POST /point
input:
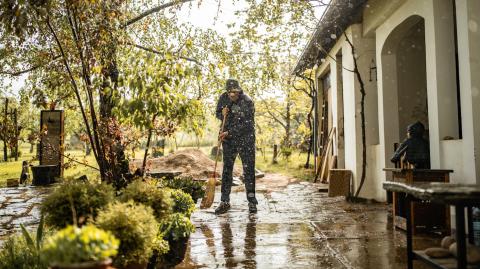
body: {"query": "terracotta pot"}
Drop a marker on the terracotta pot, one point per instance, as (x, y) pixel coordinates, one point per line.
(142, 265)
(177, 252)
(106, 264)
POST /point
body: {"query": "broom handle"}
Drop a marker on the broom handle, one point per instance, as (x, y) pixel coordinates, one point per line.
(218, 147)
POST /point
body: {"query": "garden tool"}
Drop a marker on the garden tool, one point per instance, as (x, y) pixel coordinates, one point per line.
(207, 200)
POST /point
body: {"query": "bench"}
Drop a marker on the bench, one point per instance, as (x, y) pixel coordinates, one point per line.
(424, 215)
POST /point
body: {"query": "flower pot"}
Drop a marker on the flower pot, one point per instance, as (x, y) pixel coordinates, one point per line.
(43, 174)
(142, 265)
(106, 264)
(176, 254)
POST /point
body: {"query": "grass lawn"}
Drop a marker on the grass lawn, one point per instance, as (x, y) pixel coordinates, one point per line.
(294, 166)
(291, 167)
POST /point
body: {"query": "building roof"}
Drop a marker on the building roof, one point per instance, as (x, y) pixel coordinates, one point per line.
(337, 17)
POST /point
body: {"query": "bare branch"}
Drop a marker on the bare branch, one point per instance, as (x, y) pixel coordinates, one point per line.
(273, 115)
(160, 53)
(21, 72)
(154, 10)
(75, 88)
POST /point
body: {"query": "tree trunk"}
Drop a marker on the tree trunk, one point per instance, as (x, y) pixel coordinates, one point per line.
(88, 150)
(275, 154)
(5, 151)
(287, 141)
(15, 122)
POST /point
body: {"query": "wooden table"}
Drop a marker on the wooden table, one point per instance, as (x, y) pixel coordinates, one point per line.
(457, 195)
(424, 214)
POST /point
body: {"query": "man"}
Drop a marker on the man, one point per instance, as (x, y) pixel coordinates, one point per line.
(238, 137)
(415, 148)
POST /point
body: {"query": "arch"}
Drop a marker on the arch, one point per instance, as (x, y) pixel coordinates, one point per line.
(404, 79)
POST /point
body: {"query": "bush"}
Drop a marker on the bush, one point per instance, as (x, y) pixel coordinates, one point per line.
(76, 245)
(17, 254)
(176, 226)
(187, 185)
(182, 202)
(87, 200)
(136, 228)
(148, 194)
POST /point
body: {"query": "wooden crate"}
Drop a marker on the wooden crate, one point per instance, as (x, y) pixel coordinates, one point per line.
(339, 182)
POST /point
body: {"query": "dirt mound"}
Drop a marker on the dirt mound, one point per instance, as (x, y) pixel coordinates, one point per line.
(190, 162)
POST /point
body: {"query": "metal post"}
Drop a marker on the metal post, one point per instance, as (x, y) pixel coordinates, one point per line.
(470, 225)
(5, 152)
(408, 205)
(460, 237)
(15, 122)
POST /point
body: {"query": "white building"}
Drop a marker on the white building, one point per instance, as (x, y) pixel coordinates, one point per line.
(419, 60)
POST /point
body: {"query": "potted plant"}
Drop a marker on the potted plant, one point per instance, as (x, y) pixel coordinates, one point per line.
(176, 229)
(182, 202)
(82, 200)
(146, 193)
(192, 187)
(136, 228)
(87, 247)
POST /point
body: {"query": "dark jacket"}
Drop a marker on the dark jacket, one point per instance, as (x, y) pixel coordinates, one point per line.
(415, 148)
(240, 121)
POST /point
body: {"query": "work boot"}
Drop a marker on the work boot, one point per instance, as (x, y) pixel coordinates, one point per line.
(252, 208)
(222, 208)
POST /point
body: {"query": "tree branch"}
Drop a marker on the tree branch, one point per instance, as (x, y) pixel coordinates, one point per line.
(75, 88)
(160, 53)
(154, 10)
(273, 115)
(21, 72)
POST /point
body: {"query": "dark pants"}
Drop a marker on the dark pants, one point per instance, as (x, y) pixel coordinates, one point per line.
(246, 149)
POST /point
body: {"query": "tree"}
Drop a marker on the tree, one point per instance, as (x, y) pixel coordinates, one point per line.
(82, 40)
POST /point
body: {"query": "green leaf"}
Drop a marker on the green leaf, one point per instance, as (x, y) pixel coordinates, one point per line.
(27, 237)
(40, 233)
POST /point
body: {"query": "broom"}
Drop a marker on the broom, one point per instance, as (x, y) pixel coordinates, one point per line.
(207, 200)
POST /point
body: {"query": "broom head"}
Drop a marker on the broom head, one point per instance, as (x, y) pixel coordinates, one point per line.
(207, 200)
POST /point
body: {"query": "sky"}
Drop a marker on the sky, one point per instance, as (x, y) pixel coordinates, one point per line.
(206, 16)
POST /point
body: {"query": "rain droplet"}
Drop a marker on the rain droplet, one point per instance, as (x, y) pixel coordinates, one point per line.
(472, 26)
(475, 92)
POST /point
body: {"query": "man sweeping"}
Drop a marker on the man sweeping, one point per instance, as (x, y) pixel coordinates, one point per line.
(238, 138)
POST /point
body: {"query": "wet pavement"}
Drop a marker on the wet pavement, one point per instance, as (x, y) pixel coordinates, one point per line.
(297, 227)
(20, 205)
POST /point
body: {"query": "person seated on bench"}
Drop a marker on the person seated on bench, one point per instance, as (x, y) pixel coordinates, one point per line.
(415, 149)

========

_YOUR INSTRUCTIONS_
Your task is to retype the records above in full and exactly, omitting the pictures.

_FINISHED EXERCISE_
POST /point
input:
body: {"query": "terracotta pot"}
Drop a marker on the terracotta pot, one point per instance, as (x, y) pixel coordinates, one point per line.
(142, 265)
(177, 252)
(106, 264)
POST /point
body: {"query": "broom handle"}
Drop a marker on the broom handle, one point per instance, as (x, y) pixel coordinates, one point per line.
(218, 147)
POST /point
body: {"query": "garden tool"}
Drop a marker on the garden tool, one point per instance, as (x, y) pixel coordinates, one point per line.
(207, 200)
POST /point
body: {"query": "bench"}
Drop a marker on the bench, one point per instance, as (x, y) pixel coordinates, one point per line.
(424, 215)
POST /point
body: {"query": "flower pot"}
Drop a marker on the flower pot, one point per instance, as (x, y) pixel coordinates, one point per line.
(43, 174)
(142, 265)
(106, 264)
(176, 254)
POST /point
body: {"query": "grass lawn"}
Drop a marker on the grass lawn, one point per instance, as (x, y) pixel coordinates, one point per line.
(294, 166)
(291, 167)
POST /point
body: {"query": "building roof"}
Drop a marker on the building roof, one point per instance, as (x, y) pixel coordinates, one point per line.
(337, 17)
POST /point
body: {"query": "bare branch"}
Drop a marker on the bare branch, one point per instance, as (x, y) pixel coordinates, one point per line.
(273, 115)
(160, 53)
(21, 72)
(154, 10)
(75, 88)
POST /point
body: {"query": "tree trunk"}
Drop a marker on the tree trunk, one point per instance, as (x, y) pixel coordinates, one point per line.
(88, 150)
(275, 154)
(5, 151)
(287, 141)
(15, 122)
POST /point
body: {"query": "wooden table"}
Drop a marker on the wooden table, one point per instance, as (x, y) pixel coordinates, one point per line.
(457, 195)
(424, 214)
POST /point
body: {"query": "man"}
Drop a marker on the man, one point per instance, as (x, y) pixel coordinates, one point per line.
(238, 137)
(415, 148)
POST /point
body: {"query": "arch"}
Drop a marker on the arch, one point per instance, as (x, y) pixel coordinates, one point per line.
(404, 79)
POST /point
body: {"query": "bush"}
Drop a marker on the bush, one point per instance, as (x, y) pixel coordinates, one point per line.
(76, 245)
(17, 254)
(176, 226)
(187, 185)
(182, 202)
(87, 200)
(136, 228)
(148, 194)
POST /point
body: {"query": "wooden crate"}
Drop a marker on the wooden crate, one point per instance, as (x, y) pixel coordinates, one point per line.
(339, 182)
POST /point
body: {"query": "dirt mound"}
Drop a marker on the dirt mound, one point per instance, as (x, y) pixel coordinates, one point per line.
(190, 162)
POST /point
body: {"query": "metal post"}
Drop a marker on the metal post, one point per instance, as (x, y) pixel coordinates, one point per line.
(470, 225)
(5, 152)
(408, 205)
(460, 237)
(15, 122)
POST /point
body: {"query": "white building"}
Drop a marker on the white building, one point per instance, as (x, y) pixel coordinates, one point per line.
(419, 60)
POST /point
body: {"query": "potted plant"}
Drop a marker on the potted plant, one point per instance, as (x, y) pixel coordinates, one point per line.
(176, 229)
(182, 202)
(82, 200)
(146, 193)
(192, 187)
(136, 228)
(87, 247)
POST /point
body: {"query": "dark jacket"}
Drop a marker on the dark jacket, one point per instance, as (x, y) pixel coordinates, one point per line.
(415, 148)
(240, 121)
POST /point
body: {"query": "work boot"}
Drop a marker on the work boot, one point per instance, as (x, y) pixel coordinates, one point per line.
(252, 208)
(222, 208)
POST /point
body: {"query": "tree branch"}
Drop a marker on the tree branch, one point per instance, as (x, y) pixel coordinates, one point per line.
(75, 88)
(160, 53)
(154, 10)
(273, 115)
(21, 72)
POST /point
body: {"query": "dark pants"}
Drop a marker on the dark pants, one point per instance, as (x, y) pixel coordinates, one point per line.
(246, 149)
POST /point
body: {"query": "tree"}
Drop a marker on the tree, one point per instance, as (x, y) pixel coordinates, one point per line.
(82, 40)
POST /point
body: {"query": "green leaf"}
Drop a marker on the green leaf, one point per instance, as (x, y) pixel coordinates, one point per line.
(27, 237)
(40, 233)
POST /point
body: {"query": "broom"}
Drop a marker on the broom, one point per instance, as (x, y) pixel coordinates, one point per line.
(207, 200)
POST /point
body: {"query": "broom head"}
Drop a marker on the broom head, one point per instance, as (x, y) pixel coordinates, one point per line.
(207, 200)
POST /point
body: {"query": "sky"}
Drop a marker on the sky, one point per instance, as (x, y) pixel coordinates, one point per line.
(206, 16)
POST /point
body: {"query": "rain droplet"}
Drop a marker on the rain droplet, one point per instance, as (x, y) pixel coordinates, one point per line.
(472, 26)
(475, 92)
POST /point
body: {"query": "man sweeping"}
Drop a marker on the man sweeping, one point per instance, as (x, y) pixel coordinates, one point per line.
(238, 138)
POST /point
body: {"query": "wet pavement"}
Drop a marker on the wet pavement, one point per instance, as (x, y) pixel coordinates, one point per line.
(297, 227)
(20, 205)
POST /point
body: {"query": "person seated on bench"}
Drop a marker on the person seated on bench, one point per instance, as (x, y) pixel coordinates, one point per line.
(415, 149)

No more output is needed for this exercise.